[start of MATERIALS PROVIDED]
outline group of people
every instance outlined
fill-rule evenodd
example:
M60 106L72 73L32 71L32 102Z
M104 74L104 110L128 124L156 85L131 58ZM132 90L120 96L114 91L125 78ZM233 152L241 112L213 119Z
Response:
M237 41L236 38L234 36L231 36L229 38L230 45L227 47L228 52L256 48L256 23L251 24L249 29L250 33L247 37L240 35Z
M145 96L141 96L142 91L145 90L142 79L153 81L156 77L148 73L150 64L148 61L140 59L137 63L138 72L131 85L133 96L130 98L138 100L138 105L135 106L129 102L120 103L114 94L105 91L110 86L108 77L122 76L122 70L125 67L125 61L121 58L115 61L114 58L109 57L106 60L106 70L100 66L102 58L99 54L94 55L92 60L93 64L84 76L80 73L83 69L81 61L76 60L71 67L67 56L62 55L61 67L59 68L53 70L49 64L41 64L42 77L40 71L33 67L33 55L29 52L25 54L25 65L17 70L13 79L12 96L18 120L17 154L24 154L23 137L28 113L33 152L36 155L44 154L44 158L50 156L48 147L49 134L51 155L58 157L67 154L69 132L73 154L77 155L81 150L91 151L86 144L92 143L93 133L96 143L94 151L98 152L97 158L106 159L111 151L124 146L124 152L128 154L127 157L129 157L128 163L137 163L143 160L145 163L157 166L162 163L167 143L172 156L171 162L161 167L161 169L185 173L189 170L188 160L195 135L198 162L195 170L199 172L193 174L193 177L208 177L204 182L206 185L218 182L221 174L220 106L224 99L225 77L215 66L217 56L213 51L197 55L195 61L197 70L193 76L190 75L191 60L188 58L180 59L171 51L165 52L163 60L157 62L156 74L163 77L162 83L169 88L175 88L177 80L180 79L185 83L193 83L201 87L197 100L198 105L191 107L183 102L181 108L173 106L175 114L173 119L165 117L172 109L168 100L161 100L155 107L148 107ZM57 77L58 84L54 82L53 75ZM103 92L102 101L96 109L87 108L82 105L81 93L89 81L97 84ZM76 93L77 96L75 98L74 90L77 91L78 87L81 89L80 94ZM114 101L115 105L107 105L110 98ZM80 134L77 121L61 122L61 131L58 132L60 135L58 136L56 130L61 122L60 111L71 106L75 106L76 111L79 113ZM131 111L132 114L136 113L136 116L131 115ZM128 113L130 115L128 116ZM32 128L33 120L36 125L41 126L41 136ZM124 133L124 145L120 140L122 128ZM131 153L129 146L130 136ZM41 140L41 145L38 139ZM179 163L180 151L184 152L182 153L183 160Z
[end of MATERIALS PROVIDED]
- [REQUIRED WORK]
Copy out the stretch from the start of the records through the line containing "M237 41L236 38L234" exactly as it appears, with both ends included.

- [FULL OUTPUT]
outline group of people
every instance outlined
fill-rule evenodd
example:
M60 106L72 73L32 71L32 102Z
M104 74L104 110L128 124L156 85L131 58ZM132 90L120 96L114 91L125 78ZM233 152L241 112L213 119Z
Response:
M237 41L236 38L234 36L231 36L229 38L230 45L227 47L228 52L256 48L256 23L251 24L249 29L250 33L247 37L240 35Z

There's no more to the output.